**Exercise directions:**
Please restate word for word, and with nothing added, the lines that run from the one holding "Target: white countertop" to the end of the entries below.

**Data records:**
^^^^
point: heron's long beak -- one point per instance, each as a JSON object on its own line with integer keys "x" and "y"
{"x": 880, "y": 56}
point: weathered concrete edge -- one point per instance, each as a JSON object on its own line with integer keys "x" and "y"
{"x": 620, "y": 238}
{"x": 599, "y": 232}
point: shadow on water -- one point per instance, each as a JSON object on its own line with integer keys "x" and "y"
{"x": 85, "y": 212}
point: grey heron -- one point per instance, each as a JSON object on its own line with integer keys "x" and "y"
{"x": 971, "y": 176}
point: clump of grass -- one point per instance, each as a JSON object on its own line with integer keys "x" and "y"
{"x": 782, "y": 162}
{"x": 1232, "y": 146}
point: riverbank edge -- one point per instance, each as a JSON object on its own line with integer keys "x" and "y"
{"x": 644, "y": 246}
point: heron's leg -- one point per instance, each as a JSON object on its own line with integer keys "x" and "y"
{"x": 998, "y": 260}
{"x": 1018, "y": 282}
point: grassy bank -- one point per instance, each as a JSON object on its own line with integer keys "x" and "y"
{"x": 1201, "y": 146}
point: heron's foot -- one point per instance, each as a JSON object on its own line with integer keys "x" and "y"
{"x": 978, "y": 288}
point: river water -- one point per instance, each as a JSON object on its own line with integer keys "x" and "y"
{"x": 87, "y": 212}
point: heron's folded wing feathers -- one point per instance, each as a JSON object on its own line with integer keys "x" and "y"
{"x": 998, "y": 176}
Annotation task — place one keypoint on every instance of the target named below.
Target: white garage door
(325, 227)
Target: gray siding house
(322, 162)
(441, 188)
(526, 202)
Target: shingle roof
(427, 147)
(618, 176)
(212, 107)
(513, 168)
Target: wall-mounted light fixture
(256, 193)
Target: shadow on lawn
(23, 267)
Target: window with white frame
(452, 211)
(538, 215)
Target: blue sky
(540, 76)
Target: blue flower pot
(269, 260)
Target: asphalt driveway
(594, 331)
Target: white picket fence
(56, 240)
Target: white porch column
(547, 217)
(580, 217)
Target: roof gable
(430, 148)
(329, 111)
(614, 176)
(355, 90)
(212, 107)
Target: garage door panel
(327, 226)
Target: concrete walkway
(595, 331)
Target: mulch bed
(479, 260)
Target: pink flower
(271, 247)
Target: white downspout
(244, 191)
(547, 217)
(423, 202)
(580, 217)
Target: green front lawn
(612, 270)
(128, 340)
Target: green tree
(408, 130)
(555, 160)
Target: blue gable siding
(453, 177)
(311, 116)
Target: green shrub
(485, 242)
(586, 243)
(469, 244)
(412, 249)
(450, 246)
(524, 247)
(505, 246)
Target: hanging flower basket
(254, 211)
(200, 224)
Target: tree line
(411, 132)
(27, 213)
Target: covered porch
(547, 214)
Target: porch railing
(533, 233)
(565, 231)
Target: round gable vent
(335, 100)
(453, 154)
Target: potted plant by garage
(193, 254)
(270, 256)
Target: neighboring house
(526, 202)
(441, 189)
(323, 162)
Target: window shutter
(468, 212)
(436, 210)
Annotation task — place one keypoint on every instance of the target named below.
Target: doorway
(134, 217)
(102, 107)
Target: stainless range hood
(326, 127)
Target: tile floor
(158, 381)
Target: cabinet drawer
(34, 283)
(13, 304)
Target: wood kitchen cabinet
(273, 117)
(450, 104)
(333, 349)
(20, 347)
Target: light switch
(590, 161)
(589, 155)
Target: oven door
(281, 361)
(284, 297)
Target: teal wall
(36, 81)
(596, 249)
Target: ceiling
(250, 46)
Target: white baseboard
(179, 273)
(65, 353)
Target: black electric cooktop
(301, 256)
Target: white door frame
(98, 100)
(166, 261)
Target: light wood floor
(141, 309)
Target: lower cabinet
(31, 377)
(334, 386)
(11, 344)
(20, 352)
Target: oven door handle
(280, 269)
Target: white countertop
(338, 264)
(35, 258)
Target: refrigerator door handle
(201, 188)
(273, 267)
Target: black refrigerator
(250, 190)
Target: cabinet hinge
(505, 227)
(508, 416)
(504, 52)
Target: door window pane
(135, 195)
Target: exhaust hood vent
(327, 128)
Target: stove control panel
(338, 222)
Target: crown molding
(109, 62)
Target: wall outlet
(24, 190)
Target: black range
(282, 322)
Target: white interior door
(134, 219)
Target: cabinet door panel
^^^^
**Written response:**
Target: white countertop
(338, 264)
(35, 258)
Target: refrigerator door handle
(201, 188)
(273, 267)
Target: black refrigerator
(250, 190)
Target: cabinet hinge
(505, 227)
(508, 416)
(504, 52)
Target: door window pane
(135, 195)
Target: exhaust hood vent
(327, 128)
Target: stove control panel
(338, 222)
Target: crown molding
(109, 62)
Target: wall outlet
(24, 190)
Target: black range
(282, 322)
Target: white interior door
(134, 219)
Target: cabinet door panel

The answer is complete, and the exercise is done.